- DATASET RECORDS:
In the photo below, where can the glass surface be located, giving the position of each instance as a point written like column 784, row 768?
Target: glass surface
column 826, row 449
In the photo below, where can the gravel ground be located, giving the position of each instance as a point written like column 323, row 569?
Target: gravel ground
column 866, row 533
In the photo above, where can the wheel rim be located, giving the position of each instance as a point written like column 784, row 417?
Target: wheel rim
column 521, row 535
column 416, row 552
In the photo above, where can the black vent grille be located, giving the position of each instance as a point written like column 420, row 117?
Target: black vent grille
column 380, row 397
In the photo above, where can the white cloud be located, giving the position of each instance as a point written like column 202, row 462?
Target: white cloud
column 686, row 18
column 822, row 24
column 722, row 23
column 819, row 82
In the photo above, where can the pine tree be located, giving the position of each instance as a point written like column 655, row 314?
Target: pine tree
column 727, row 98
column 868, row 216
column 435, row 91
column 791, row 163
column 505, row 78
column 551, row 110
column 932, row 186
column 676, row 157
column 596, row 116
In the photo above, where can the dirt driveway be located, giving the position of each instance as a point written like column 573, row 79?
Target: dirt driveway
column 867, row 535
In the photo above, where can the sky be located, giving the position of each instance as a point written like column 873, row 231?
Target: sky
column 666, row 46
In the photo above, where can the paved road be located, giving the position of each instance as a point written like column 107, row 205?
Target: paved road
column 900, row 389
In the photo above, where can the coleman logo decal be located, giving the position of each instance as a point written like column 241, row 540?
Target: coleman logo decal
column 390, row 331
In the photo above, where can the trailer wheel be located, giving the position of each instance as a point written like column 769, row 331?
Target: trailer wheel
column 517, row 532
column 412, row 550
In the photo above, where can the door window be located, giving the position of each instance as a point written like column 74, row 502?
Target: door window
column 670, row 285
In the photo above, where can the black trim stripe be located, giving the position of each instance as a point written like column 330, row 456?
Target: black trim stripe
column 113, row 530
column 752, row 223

- TASK REQUIREMENTS:
The listing above should be returned in full, exactly as shown.

- YOUR SOLUTION:
In the photo below, where can the glass surface be located, giving the position of each instance as a point written like column 784, row 768?
Target: glass surface
column 826, row 449
In the photo below, where can the gravel ground be located, giving the position of each instance as a point written like column 323, row 569?
Target: gravel ground
column 866, row 533
In the photo above, where can the wheel rim be located, giving the position of each instance as a point written like column 784, row 417?
Target: wheel rim
column 521, row 535
column 416, row 552
In the photo above, where can the black vent grille be located, giving the position of each instance as a point written like column 420, row 117?
Target: black vent grille
column 380, row 397
In the photo above, where can the white cloud be located, giving the position of each instance as a point written like column 202, row 462?
Target: white cloud
column 686, row 18
column 822, row 24
column 722, row 23
column 819, row 82
In the photo above, where can the pine tree be located, giving the position of each instance as a point written like column 655, row 314?
Target: pine tree
column 727, row 98
column 868, row 216
column 435, row 91
column 791, row 163
column 505, row 78
column 551, row 110
column 932, row 186
column 676, row 157
column 596, row 116
In the photo above, where can the dirt driveway be located, giving the position of each instance as a point written like column 573, row 79?
Target: dirt driveway
column 867, row 535
In the photo above, where can the sky be located, giving the position of each instance as a point written like column 873, row 231?
Target: sky
column 666, row 46
In the photo above, where can the paved road be located, giving the position of each instance as a point written like column 107, row 205?
Target: paved road
column 900, row 389
In the photo above, where can the coleman logo decal be located, giving the position of each instance as a point written like column 241, row 540?
Target: coleman logo decal
column 390, row 331
In the photo above, where can the trailer wheel be located, giving the position of each instance as a point written like column 769, row 331?
Target: trailer wheel
column 517, row 532
column 412, row 550
In the photo above, where can the door window be located, giving the position of each instance as a point written like column 74, row 502?
Target: door window
column 670, row 285
In the photo above, where can the black trim stripe be located, giving the position of each instance as a point written like column 330, row 456?
Target: black trim stripe
column 113, row 530
column 752, row 223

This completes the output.